> _What is needed_
In the records below, take the line containing "Annotation task: mark the sidewalk" and reproduce it and every subsequent line exactly, adding nothing.

───── Working data

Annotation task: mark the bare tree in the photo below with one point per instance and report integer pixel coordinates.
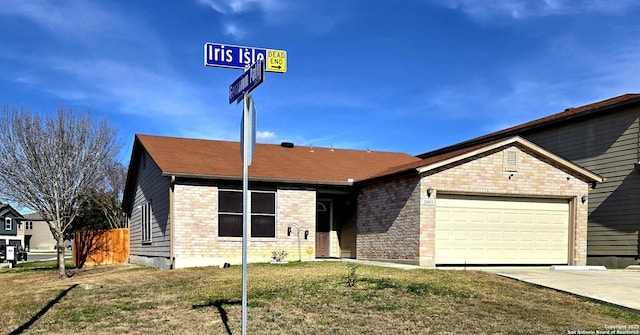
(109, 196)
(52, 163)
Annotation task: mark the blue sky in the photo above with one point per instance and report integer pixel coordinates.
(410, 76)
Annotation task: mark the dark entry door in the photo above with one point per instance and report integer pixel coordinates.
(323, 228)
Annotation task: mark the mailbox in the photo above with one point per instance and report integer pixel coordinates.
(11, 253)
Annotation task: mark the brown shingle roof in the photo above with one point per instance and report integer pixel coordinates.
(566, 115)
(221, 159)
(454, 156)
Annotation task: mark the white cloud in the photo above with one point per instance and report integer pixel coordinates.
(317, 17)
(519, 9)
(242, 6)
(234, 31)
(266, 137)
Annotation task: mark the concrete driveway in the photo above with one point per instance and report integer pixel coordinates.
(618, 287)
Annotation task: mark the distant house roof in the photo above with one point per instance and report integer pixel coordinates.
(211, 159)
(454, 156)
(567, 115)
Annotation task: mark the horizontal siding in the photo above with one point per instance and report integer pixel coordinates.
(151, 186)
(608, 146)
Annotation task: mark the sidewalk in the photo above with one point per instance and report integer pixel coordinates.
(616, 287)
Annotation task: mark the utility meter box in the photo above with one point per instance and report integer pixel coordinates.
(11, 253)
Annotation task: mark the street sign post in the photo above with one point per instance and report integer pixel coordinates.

──────────

> _Solution to this problem_
Annotation task: mark the sidewalk in the photo above with one point per instance and report integer pixel coordinates.
(616, 287)
Annotation task: mark the utility meter box in the photo above with one point per instance and report integer pixel coordinates.
(11, 253)
Annotation task: mark the street sign post in the photo above with one point per instance and report integer pixel coordinates.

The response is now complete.